(Records from a collection)
## begin

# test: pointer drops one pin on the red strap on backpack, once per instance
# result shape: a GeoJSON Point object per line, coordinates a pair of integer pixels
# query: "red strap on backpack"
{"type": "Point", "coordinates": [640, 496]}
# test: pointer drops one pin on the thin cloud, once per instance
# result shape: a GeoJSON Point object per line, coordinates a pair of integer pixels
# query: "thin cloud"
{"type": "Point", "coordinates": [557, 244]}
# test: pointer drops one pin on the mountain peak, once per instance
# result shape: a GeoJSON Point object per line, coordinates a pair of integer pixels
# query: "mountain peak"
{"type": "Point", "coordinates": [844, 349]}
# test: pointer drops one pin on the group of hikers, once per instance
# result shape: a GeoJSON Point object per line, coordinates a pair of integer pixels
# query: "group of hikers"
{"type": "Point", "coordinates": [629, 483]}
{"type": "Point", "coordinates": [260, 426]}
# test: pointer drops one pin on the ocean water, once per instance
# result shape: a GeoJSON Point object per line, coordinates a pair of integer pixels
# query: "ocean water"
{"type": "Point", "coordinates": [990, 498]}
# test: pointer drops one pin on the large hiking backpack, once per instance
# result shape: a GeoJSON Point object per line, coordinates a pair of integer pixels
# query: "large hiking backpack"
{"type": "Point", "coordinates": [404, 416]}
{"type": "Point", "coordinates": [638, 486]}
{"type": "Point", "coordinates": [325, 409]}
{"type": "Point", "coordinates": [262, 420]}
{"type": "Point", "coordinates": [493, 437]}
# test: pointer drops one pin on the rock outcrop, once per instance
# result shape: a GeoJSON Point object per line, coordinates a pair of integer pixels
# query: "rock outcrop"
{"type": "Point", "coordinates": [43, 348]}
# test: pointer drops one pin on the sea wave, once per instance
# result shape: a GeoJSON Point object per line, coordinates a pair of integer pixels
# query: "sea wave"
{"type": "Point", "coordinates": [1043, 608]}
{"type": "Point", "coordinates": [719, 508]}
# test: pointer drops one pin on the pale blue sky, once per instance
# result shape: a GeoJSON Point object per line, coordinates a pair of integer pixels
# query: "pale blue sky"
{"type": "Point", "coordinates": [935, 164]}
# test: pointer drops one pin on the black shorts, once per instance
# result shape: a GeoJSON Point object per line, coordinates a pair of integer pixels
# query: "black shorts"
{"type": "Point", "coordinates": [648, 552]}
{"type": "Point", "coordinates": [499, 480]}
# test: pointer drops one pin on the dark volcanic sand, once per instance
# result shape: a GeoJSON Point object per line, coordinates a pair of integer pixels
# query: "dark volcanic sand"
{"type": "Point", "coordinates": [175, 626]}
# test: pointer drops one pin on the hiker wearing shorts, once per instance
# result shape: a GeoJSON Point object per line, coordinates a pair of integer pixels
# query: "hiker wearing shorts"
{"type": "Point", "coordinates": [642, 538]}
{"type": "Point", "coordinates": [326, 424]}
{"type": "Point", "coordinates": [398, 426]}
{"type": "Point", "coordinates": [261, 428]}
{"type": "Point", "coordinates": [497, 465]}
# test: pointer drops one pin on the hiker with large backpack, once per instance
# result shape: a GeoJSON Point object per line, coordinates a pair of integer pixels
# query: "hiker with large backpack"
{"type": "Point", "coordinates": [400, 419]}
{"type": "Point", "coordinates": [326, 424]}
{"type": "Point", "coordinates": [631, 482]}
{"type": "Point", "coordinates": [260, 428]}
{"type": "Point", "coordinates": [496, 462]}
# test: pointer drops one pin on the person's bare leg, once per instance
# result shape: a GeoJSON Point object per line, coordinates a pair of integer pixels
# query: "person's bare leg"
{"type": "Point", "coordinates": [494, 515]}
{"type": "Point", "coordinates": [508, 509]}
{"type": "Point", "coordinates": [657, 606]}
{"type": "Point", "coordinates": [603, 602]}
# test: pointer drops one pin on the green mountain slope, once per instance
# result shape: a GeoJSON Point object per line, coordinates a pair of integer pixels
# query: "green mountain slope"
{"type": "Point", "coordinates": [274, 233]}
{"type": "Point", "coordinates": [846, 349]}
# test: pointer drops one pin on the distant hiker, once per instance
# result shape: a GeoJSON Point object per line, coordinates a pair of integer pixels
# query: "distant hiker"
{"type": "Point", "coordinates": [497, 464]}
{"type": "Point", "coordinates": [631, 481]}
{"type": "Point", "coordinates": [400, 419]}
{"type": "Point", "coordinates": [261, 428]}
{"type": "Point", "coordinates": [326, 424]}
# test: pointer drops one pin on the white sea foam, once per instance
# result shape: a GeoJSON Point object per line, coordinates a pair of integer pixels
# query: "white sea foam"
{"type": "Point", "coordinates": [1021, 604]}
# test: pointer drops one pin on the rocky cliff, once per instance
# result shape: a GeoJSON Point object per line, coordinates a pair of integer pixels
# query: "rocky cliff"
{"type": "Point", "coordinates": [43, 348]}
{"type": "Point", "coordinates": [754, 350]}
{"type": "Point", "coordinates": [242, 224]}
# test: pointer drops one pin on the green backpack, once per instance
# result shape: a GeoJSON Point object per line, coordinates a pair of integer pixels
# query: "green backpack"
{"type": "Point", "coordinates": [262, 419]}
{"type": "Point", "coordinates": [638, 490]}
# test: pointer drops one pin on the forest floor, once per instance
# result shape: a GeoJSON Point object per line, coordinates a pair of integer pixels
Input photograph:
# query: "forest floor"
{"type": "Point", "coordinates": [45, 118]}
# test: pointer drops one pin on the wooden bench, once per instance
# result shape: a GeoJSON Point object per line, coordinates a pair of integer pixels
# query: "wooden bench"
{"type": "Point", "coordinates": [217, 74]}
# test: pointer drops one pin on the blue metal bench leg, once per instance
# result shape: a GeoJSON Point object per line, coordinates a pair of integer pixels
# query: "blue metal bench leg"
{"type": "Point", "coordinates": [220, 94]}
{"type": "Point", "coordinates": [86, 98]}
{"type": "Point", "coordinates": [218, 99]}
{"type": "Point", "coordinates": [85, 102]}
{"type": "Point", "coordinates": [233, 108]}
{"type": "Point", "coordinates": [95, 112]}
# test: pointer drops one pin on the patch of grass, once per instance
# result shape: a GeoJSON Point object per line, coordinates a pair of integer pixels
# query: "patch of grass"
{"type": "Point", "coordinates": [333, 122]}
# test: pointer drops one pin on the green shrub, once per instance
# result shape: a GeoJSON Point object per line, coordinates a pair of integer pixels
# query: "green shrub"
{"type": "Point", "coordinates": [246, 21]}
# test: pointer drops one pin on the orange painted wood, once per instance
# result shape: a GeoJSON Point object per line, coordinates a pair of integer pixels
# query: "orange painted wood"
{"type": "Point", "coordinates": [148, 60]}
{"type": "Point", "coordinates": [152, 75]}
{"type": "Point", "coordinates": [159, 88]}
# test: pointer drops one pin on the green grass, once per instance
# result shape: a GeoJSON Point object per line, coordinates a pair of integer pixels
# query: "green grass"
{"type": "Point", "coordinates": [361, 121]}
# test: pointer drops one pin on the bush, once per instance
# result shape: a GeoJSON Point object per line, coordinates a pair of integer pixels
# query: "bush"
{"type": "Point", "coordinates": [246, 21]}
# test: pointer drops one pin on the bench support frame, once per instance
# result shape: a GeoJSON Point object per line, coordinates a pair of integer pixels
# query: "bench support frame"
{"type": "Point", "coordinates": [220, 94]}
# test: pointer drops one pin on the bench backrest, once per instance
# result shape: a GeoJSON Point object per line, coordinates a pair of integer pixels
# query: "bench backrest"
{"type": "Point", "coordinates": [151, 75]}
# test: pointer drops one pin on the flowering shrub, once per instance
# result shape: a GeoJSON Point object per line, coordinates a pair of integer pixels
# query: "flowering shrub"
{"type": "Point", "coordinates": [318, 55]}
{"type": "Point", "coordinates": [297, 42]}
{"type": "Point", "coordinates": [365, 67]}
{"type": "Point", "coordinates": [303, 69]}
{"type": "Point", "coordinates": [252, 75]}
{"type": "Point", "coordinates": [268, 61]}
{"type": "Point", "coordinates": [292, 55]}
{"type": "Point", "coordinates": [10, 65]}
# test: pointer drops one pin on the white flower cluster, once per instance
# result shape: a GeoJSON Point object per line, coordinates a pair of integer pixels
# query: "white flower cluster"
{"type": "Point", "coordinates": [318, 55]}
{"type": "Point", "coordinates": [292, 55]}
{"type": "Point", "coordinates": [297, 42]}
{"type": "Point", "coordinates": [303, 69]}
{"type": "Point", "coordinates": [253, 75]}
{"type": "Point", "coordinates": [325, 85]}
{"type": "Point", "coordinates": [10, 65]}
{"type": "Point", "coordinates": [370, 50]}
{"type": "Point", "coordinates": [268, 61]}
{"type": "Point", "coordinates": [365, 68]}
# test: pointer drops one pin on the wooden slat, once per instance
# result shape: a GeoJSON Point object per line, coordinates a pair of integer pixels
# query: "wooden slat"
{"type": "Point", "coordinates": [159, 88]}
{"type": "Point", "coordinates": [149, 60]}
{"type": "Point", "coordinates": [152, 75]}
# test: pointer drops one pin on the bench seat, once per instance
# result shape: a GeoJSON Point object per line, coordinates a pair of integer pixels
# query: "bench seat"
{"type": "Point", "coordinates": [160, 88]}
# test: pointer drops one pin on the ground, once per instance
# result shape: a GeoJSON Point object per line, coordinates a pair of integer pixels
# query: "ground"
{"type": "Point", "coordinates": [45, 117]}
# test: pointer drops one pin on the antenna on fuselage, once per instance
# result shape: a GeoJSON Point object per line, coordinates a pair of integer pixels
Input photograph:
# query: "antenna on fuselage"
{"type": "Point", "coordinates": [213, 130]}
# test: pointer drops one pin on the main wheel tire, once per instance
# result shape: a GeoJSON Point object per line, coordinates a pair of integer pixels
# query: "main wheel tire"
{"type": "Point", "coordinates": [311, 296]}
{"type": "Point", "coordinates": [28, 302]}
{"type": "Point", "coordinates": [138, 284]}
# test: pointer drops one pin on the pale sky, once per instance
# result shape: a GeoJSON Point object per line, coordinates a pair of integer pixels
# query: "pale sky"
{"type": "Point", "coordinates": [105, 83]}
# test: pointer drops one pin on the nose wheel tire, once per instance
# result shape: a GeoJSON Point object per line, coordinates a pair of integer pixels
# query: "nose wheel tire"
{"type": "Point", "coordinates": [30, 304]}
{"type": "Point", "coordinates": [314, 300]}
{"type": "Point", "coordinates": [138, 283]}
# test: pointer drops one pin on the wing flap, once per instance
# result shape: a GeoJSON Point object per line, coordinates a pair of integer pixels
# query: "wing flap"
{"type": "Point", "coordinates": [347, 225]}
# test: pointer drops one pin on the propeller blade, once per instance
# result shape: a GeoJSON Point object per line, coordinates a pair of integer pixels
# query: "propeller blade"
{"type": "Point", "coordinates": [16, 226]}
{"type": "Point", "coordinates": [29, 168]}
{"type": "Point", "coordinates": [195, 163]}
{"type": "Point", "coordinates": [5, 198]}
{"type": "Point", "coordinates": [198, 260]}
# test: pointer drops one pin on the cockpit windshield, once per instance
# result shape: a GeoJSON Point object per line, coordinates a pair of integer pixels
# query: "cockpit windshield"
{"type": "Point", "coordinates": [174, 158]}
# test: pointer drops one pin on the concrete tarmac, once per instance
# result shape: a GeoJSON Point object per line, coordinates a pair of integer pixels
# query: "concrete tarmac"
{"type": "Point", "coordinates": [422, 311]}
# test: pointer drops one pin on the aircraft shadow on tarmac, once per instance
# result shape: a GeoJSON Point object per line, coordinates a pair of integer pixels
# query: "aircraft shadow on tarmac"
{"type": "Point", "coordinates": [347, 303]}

## end

Return the lines beginning at the one that contains "# test: pointer drops one pin on the propeller" and continuing through the last line of the data, exactly as they stand and without any others.

# test: pointer drops one pin on the propeller blade, once per instance
# result shape: a GeoJSON Point object per line, coordinates a pair of integer pixels
# query: "propeller blade"
{"type": "Point", "coordinates": [16, 226]}
{"type": "Point", "coordinates": [29, 168]}
{"type": "Point", "coordinates": [195, 163]}
{"type": "Point", "coordinates": [5, 198]}
{"type": "Point", "coordinates": [198, 260]}
# test: pointer drops one pin on the cockpit windshield, once per instance
# result shape: a GeoJSON Point object per line, coordinates a pair of integer pixels
# query: "cockpit windshield"
{"type": "Point", "coordinates": [174, 158]}
# test: pointer drops one pin on the concrete tarmac, once per instance
# result shape: a GeoJSON Point object per line, coordinates a pair of integer pixels
# query: "concrete tarmac"
{"type": "Point", "coordinates": [422, 311]}
# test: pointer drops one pin on the aircraft shadow on tarmac, once per instance
# result shape: a GeoJSON Point object per line, coordinates a pair of integer pixels
# query: "aircraft shadow on tarmac"
{"type": "Point", "coordinates": [347, 303]}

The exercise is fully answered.